Referring expression data

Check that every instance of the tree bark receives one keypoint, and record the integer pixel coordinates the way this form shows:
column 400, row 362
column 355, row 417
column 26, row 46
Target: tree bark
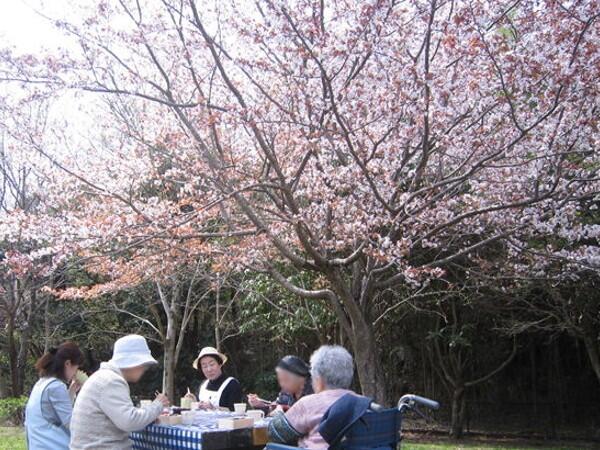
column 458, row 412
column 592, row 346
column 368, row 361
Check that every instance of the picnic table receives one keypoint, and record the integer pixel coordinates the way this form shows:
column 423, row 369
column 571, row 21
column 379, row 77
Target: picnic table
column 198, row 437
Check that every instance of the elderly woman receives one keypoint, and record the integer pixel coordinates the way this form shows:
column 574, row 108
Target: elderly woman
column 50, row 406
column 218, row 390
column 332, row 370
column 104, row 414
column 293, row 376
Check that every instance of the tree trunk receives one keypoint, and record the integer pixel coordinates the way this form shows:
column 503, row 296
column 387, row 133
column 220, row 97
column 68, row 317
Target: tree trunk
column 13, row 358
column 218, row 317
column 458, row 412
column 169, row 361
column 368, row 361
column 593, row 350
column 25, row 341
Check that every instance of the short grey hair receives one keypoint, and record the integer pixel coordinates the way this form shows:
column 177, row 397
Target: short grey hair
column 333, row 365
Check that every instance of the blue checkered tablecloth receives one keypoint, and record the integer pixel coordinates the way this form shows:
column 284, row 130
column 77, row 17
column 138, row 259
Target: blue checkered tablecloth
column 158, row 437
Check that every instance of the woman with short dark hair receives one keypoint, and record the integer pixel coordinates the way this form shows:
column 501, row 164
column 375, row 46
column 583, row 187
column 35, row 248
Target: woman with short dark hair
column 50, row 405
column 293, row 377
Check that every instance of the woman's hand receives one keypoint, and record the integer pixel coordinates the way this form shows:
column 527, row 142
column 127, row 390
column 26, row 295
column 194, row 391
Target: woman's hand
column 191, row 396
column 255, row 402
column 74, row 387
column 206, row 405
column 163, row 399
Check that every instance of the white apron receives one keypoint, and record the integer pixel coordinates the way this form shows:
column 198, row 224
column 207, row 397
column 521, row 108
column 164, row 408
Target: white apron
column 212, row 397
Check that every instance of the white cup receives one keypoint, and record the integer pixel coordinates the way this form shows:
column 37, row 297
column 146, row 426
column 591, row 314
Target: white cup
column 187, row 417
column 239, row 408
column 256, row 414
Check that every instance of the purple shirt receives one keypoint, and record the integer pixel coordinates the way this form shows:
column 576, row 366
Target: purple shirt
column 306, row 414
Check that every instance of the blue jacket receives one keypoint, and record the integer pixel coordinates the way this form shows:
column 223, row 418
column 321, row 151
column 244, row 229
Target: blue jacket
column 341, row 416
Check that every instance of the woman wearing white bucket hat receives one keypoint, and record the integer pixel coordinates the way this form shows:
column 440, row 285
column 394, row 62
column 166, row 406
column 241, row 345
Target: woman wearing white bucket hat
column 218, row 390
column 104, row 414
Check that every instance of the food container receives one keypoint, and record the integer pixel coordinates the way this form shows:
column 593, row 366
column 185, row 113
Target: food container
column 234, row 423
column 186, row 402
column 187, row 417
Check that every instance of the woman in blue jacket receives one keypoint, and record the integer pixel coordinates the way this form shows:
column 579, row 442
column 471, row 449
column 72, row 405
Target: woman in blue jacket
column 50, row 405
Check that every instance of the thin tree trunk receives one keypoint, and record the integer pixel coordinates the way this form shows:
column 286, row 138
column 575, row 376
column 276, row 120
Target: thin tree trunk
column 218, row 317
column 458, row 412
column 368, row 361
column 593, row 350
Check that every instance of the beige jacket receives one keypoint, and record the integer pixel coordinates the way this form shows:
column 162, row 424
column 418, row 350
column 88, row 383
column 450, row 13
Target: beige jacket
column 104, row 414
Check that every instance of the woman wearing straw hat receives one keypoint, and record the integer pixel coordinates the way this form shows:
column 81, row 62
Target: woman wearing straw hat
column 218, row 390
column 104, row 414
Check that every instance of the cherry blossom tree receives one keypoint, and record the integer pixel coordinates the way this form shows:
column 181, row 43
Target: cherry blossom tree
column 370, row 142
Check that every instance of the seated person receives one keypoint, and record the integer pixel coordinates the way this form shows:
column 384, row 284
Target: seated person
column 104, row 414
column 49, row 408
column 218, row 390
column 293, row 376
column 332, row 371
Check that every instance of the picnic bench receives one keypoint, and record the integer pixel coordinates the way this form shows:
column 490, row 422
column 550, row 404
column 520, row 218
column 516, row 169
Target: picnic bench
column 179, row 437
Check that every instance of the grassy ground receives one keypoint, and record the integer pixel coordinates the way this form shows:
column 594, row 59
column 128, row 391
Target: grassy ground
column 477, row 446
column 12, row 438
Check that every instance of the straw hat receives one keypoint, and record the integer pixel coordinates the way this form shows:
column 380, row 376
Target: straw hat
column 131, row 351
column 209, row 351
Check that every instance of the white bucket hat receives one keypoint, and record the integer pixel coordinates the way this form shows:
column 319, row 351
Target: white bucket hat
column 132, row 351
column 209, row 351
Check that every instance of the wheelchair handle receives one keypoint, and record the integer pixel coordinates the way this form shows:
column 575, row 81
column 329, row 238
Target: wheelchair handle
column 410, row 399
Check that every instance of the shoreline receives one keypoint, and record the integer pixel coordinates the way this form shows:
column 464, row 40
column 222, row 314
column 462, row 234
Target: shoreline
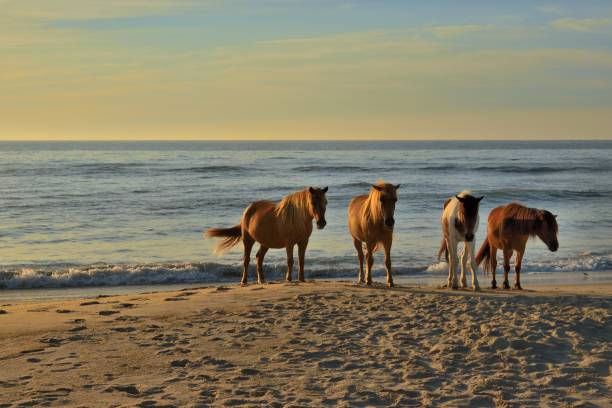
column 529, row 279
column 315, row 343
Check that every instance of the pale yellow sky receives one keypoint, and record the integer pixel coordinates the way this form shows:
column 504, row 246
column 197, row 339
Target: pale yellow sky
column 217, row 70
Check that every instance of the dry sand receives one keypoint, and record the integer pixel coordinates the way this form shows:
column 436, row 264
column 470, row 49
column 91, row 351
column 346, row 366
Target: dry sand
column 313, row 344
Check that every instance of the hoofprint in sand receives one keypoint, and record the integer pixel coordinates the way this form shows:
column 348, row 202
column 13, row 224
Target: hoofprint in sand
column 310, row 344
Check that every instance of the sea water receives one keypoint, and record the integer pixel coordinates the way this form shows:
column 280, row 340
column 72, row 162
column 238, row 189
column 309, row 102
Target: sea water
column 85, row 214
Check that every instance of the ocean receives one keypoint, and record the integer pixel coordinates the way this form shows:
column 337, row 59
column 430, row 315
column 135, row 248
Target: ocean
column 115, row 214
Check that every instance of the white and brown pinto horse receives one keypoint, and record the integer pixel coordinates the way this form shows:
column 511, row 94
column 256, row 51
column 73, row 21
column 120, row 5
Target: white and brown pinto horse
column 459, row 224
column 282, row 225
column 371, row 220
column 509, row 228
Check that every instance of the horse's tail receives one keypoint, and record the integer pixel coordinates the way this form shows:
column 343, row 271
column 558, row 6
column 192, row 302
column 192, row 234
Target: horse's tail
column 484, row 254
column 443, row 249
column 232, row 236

...

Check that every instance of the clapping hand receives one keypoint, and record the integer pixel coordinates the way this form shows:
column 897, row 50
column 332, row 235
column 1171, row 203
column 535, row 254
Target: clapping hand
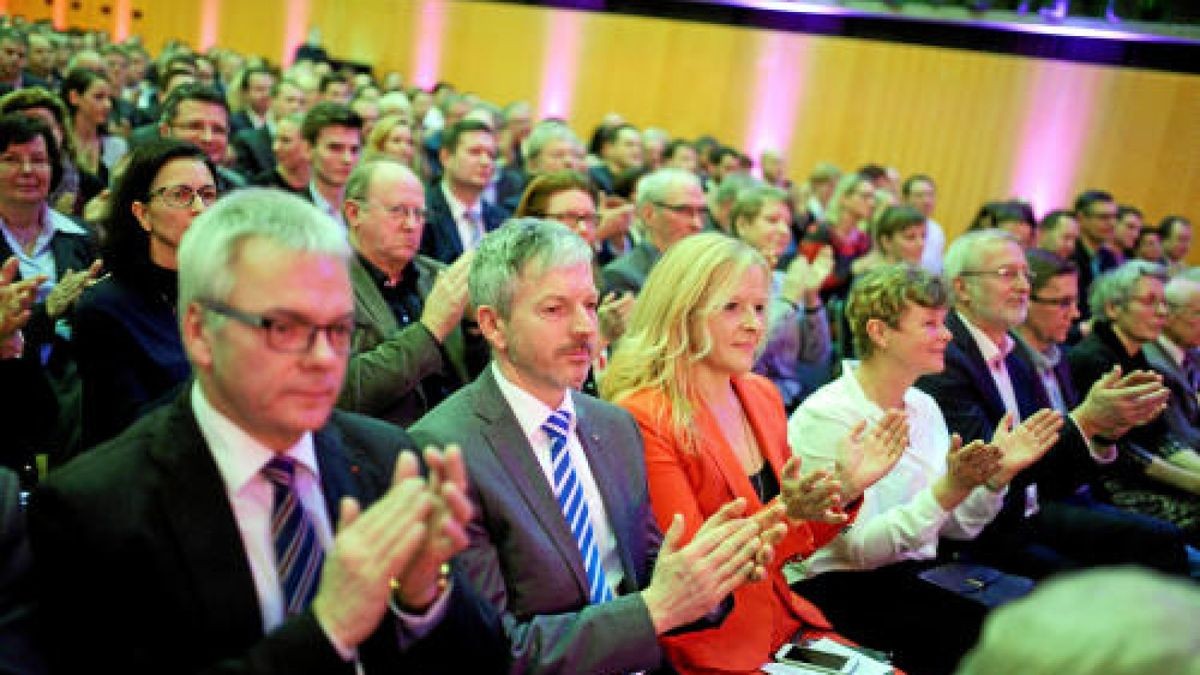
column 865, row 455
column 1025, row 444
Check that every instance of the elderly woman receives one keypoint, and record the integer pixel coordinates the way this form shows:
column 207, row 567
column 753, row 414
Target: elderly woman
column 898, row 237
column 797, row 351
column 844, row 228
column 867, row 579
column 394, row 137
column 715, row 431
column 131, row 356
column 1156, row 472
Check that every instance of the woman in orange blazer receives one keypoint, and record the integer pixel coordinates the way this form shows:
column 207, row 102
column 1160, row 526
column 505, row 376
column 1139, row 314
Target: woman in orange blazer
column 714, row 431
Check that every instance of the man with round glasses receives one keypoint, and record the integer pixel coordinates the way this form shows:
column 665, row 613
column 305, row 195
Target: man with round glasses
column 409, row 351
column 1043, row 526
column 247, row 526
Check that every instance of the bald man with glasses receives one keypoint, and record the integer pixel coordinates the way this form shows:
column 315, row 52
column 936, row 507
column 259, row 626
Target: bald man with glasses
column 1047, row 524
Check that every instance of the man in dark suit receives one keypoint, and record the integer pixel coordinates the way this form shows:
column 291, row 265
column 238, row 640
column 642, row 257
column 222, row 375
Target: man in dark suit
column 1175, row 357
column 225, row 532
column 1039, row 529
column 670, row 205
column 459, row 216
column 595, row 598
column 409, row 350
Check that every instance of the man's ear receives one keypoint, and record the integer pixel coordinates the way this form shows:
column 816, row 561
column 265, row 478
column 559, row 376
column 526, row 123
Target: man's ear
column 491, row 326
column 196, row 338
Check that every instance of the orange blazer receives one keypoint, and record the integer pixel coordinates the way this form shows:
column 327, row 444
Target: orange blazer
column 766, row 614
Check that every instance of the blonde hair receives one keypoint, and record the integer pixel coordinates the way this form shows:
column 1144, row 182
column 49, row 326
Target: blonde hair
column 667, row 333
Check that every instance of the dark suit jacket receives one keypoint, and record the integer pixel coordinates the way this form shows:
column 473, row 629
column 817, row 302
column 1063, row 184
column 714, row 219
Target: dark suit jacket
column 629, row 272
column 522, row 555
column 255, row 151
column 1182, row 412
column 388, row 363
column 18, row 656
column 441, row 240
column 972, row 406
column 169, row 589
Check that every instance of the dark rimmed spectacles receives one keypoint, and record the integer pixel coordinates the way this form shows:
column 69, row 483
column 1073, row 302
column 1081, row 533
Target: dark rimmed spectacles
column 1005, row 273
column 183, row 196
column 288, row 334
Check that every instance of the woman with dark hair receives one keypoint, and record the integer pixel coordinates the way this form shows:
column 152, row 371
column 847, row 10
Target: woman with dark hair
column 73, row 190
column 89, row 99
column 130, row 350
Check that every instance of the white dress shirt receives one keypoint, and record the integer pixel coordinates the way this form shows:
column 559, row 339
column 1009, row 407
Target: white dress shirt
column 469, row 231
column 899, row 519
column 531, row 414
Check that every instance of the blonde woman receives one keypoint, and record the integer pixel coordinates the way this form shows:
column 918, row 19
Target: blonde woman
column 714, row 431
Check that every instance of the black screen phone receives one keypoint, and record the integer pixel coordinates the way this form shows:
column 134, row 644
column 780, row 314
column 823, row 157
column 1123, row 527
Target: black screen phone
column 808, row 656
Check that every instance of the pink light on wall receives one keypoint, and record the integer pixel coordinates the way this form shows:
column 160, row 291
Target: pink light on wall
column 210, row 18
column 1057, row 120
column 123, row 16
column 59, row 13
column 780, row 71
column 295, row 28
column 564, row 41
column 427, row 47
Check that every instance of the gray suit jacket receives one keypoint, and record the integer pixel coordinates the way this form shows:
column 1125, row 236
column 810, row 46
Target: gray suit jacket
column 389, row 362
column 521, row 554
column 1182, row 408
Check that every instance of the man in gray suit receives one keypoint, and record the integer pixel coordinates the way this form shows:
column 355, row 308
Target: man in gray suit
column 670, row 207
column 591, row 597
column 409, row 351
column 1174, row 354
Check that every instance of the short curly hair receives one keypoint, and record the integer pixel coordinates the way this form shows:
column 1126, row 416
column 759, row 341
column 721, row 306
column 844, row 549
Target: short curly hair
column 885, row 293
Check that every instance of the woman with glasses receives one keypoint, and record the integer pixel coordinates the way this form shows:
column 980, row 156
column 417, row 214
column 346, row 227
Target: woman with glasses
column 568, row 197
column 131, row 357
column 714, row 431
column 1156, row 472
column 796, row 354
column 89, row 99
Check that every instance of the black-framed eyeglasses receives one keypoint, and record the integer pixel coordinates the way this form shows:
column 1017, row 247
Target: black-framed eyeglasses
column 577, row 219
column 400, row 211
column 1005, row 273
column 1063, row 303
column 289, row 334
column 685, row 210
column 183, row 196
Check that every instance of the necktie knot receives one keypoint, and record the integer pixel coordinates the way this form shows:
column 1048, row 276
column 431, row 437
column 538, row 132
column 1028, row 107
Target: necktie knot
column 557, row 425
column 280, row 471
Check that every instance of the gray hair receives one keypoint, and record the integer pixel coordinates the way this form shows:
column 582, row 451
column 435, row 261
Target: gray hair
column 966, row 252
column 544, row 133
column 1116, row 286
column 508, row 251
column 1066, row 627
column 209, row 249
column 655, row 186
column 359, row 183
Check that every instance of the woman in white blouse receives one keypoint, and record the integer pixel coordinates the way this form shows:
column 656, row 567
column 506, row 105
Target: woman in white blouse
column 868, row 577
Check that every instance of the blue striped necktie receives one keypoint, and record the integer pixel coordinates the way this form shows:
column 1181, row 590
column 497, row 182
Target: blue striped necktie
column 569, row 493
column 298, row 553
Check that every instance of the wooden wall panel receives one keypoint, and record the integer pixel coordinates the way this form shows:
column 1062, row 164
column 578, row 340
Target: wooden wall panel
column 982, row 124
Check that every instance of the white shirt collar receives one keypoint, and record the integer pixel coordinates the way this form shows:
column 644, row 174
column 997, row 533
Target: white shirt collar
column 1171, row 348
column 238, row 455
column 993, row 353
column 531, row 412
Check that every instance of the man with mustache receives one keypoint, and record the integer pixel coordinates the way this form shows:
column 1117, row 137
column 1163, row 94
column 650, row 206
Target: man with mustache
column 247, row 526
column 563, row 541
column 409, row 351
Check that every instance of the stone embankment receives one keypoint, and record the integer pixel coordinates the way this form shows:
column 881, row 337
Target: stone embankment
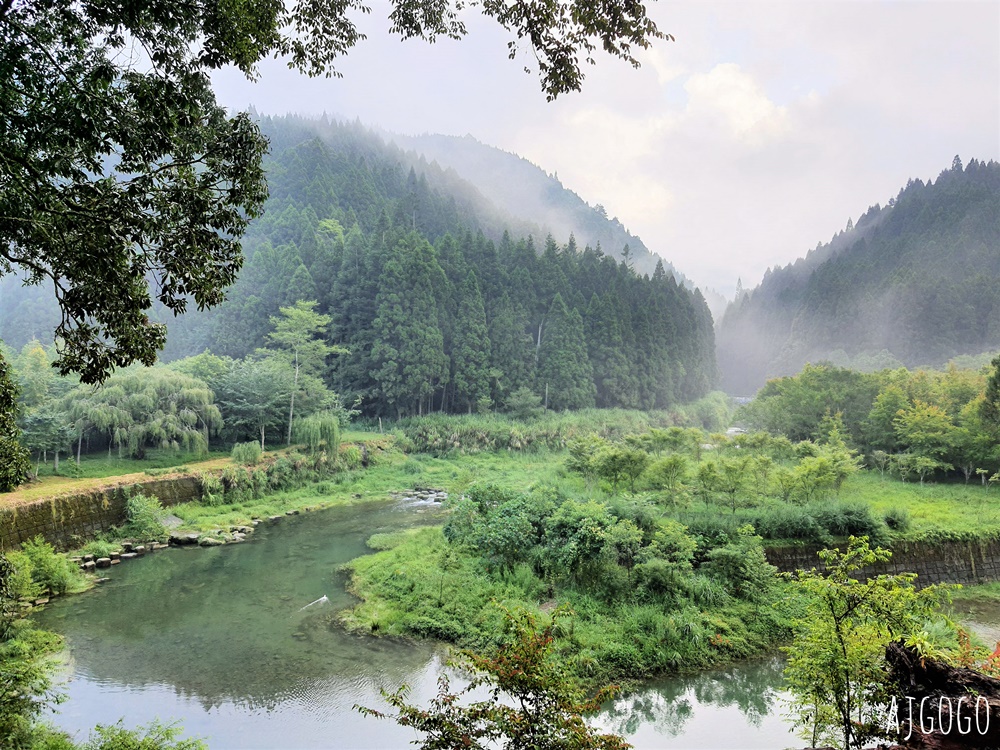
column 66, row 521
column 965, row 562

- **WHAT TO PRODUCE**
Reproduce only the lines above, starting at the line with "Target: pale yellow sky" and ending at the line with "column 13, row 224", exactly as written.

- **RESPONSE BELOW**
Target: pale yellow sky
column 217, row 70
Check that every instance of the dry sand receives one keypoint, and record the integer pixel coordinates the way this form shows:
column 436, row 264
column 470, row 49
column 91, row 351
column 346, row 366
Target: dry sand
column 313, row 344
Check that every instance of the hoofprint in sand receives one keypoint, and record the integer pixel coordinates the way this form shows:
column 348, row 202
column 13, row 224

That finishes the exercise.